DIRECTIONS: The answer should contain only the lines running from the line with "Expected behaviour: for every instance of the round" to the end of the material, reproduced verbatim.

↓↓↓

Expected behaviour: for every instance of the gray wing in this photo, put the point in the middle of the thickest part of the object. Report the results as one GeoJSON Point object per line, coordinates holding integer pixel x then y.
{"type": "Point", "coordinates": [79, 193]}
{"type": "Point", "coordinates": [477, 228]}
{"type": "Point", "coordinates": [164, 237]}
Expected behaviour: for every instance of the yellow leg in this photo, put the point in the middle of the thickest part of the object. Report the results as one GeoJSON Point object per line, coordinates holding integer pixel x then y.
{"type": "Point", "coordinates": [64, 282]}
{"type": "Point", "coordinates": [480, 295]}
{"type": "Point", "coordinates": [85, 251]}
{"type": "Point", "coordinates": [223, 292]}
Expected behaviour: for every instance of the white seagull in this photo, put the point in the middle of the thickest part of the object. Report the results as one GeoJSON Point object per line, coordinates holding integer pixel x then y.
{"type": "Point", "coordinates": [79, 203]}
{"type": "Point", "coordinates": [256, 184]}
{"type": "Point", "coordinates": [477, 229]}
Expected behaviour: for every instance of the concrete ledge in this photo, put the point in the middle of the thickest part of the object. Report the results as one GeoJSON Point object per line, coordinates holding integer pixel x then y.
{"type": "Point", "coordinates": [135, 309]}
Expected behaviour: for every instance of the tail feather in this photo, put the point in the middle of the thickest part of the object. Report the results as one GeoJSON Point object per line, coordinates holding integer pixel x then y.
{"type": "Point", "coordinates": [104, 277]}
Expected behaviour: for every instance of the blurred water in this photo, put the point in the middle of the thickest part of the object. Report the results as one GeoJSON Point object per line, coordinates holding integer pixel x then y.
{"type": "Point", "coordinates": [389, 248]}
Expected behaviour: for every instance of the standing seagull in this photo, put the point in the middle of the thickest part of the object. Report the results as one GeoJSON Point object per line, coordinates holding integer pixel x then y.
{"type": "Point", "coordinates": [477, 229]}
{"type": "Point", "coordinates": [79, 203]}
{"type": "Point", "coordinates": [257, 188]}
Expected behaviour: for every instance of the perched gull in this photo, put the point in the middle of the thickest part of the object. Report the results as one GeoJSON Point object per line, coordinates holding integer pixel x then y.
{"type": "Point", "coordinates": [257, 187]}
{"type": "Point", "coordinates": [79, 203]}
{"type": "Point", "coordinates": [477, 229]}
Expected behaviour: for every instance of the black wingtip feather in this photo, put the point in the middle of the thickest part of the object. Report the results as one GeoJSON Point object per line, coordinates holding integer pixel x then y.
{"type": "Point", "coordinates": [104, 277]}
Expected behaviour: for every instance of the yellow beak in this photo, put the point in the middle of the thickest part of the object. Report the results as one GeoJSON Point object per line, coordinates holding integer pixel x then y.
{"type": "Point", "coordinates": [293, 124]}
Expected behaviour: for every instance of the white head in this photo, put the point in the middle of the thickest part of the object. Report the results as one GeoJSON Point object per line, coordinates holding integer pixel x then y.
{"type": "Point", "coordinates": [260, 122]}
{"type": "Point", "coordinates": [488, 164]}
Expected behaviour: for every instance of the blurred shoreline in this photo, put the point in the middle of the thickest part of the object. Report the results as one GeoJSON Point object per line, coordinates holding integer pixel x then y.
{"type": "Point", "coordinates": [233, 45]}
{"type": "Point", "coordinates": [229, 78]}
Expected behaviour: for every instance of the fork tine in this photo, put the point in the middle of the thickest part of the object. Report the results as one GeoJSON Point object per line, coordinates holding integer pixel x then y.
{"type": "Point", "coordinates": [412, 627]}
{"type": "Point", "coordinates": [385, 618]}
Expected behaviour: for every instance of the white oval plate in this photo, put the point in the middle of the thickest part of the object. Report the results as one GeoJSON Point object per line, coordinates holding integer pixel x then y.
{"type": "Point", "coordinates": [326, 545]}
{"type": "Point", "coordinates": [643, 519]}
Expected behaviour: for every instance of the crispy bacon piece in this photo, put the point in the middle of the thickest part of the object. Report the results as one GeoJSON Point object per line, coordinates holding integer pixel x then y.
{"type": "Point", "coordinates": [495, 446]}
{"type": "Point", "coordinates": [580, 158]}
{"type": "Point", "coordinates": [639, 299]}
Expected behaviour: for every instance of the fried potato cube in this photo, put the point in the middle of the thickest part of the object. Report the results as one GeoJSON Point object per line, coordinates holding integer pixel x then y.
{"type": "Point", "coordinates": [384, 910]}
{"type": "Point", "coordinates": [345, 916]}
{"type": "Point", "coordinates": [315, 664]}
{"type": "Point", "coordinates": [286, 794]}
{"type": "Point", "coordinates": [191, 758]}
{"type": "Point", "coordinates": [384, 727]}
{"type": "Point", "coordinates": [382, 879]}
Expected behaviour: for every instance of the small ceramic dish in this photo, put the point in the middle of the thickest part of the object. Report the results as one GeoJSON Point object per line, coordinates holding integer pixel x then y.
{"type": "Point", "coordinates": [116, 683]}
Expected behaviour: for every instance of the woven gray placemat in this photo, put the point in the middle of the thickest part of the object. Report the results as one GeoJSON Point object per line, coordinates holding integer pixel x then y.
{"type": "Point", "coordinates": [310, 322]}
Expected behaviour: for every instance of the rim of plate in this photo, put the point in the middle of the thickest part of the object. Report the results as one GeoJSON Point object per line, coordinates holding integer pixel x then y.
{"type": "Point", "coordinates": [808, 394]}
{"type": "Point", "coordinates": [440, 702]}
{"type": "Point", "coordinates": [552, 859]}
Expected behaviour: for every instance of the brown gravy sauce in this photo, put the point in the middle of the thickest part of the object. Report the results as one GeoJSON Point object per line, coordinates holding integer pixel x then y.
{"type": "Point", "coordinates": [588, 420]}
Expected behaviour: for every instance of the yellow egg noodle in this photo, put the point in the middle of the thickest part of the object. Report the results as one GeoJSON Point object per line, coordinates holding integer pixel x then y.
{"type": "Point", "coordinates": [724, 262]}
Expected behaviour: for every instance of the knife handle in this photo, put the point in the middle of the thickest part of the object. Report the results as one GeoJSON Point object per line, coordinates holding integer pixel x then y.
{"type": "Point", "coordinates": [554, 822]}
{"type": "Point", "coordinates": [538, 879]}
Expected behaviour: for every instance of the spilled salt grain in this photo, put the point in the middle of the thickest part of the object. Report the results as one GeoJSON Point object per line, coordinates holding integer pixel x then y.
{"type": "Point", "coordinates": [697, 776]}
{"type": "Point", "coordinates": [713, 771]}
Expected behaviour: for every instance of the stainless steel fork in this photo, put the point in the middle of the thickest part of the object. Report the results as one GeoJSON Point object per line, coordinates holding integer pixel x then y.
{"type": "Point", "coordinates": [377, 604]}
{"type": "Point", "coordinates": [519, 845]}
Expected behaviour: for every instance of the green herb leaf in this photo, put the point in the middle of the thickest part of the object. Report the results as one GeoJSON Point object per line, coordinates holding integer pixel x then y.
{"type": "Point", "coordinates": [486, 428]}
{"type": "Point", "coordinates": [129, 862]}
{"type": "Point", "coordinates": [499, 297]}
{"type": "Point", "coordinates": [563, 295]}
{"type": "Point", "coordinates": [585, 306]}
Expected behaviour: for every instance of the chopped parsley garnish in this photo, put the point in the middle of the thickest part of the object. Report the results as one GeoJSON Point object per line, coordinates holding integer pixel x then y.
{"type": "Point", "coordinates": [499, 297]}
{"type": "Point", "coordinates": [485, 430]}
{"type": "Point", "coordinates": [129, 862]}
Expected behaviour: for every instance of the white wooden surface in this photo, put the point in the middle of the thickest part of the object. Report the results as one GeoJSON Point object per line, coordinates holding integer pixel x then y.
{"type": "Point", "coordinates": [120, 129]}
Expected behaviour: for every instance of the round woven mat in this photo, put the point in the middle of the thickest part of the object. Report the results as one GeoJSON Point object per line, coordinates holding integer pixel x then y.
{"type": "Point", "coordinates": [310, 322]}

↑↑↑

THE ANSWER:
Expected behaviour: for every instance of the round woven mat in this photo, put the point in the middle of the thickest part of the object. Report the results as one GeoJSON Point object per line, coordinates holding integer pixel x then y.
{"type": "Point", "coordinates": [310, 322]}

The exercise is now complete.